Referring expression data
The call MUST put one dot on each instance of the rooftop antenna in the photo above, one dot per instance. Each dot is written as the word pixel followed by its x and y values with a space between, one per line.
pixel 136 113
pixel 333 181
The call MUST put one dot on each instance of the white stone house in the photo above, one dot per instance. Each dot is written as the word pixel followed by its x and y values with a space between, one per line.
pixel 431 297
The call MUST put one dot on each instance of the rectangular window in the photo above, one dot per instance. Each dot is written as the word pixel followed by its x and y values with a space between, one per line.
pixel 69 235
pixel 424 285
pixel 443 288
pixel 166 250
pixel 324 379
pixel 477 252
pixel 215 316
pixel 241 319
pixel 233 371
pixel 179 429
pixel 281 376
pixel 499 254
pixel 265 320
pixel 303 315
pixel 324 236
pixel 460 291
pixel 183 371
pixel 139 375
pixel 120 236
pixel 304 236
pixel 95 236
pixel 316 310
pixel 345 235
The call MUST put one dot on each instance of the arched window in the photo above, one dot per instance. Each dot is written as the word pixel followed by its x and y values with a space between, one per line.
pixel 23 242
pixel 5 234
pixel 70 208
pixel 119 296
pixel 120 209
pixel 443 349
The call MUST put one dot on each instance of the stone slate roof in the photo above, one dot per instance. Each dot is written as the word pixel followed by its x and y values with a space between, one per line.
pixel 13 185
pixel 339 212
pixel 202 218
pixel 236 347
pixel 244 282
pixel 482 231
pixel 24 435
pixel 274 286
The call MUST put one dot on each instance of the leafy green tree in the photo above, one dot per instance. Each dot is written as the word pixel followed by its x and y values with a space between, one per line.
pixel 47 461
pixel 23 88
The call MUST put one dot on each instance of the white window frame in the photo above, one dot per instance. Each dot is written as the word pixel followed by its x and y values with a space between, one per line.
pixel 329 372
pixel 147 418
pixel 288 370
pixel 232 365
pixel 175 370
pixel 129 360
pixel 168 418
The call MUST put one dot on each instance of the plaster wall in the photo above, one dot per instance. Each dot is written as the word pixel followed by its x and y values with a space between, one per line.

__Task statement__. Repeat every line of the data precisely.

__Result of this task__.
The call MUST put one dot on each instance of the rooftop antenna in the photo above, one dot per instance. Each dot is written as the word pixel followed by its x and y values with a space between, one per line.
pixel 136 113
pixel 333 181
The call MUST put one dot on each instance of the white stone house in the photo above, one dot per instance. Each dot is written as the word pixel followed by its x and y values with a space between, one per line.
pixel 431 297
The call MUST put one dot on each instance of the rectangular window in the photo above, one dot per instance. Each dot is written as the word pixel followed by its x and y values with a space between, one per line.
pixel 69 235
pixel 424 285
pixel 443 288
pixel 166 250
pixel 324 379
pixel 477 252
pixel 215 316
pixel 241 319
pixel 233 371
pixel 179 429
pixel 281 376
pixel 499 254
pixel 265 320
pixel 303 315
pixel 324 236
pixel 460 291
pixel 183 371
pixel 139 375
pixel 120 236
pixel 304 236
pixel 95 236
pixel 316 310
pixel 345 235
The call MUST put one dot on each instance of the arched window in the photo above, one dot per instance. Each dot is written as the word pixel followed by its x and y values with a space between, one per line.
pixel 23 242
pixel 5 234
pixel 70 208
pixel 119 296
pixel 120 209
pixel 443 349
The call MUST put one dot on each instance of the stone slate roof in the photo above, one dot per instance. Each dot is written as the word pixel followed by its x and y values with a space between, one per line.
pixel 13 185
pixel 339 212
pixel 202 218
pixel 236 347
pixel 244 282
pixel 482 231
pixel 24 435
pixel 274 286
The call MUST put one dot on each instance of the leafy green tree in the photo above, one dot per instance. Each dot is written as the word pixel followed by its x and y values with a space between, one per line.
pixel 47 461
pixel 23 88
The call MUST put one dot on each instance of the white window frame in the photo above, one dot per instance. Each dot is written as the word pixel followed by its x and y values with a space between, one per line.
pixel 329 372
pixel 147 418
pixel 288 370
pixel 232 365
pixel 175 370
pixel 129 360
pixel 168 418
The call MUST put one dot on each instance of the plaster wall in the photo above, one dot per instance. Each dot is written as the word pixel followed by its x and y values with a space between, one per line.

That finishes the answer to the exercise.